Direction – Count how many lines in the entries below contain the word "plant". Reply with only that number.

Exercise input –
*****

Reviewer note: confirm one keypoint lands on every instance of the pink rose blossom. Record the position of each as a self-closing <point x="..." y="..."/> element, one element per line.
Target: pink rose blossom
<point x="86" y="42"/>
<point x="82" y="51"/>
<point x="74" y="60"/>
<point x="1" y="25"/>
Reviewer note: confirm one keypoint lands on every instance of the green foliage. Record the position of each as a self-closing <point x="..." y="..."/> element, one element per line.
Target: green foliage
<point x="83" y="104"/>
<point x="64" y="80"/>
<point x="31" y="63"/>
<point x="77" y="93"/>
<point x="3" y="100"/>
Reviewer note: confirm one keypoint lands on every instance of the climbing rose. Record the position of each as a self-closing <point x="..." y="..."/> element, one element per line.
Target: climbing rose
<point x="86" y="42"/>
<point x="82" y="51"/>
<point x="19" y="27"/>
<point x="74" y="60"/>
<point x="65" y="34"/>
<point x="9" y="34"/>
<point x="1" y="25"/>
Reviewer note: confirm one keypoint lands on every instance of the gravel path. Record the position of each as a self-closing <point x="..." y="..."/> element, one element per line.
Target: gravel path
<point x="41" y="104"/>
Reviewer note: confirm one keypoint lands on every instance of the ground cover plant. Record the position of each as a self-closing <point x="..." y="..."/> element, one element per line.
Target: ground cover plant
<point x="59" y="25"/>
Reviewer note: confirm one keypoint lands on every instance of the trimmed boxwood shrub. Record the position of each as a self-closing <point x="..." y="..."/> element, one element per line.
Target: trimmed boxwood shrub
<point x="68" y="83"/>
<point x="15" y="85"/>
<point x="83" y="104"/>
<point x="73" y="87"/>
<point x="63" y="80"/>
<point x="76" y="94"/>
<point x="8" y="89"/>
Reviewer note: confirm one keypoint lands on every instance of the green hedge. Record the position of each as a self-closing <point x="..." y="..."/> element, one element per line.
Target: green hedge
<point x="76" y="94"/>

*****

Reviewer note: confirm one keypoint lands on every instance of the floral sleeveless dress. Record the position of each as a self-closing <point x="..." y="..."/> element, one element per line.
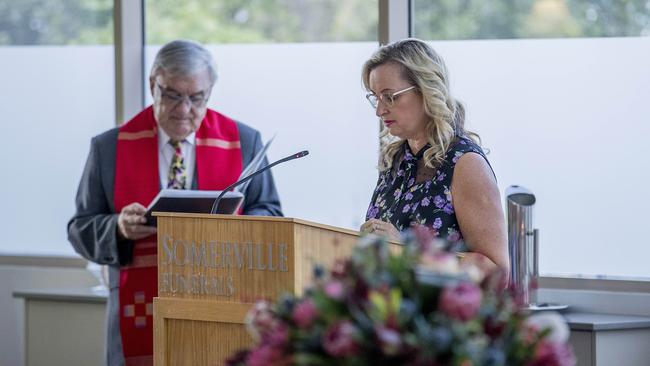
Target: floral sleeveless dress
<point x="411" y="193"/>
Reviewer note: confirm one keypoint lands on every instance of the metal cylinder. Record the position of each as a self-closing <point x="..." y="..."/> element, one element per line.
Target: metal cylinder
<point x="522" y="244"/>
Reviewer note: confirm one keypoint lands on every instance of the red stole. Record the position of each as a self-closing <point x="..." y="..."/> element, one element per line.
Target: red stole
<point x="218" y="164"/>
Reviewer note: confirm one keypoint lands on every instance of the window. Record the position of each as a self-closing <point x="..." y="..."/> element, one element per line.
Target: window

*****

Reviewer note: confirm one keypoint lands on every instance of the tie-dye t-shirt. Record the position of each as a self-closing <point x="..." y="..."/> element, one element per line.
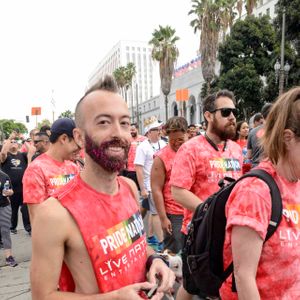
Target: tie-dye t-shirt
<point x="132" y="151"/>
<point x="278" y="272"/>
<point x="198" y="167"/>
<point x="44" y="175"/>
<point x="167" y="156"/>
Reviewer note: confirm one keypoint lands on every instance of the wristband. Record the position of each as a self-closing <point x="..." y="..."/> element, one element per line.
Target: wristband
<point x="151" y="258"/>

*****

Result of this task – 2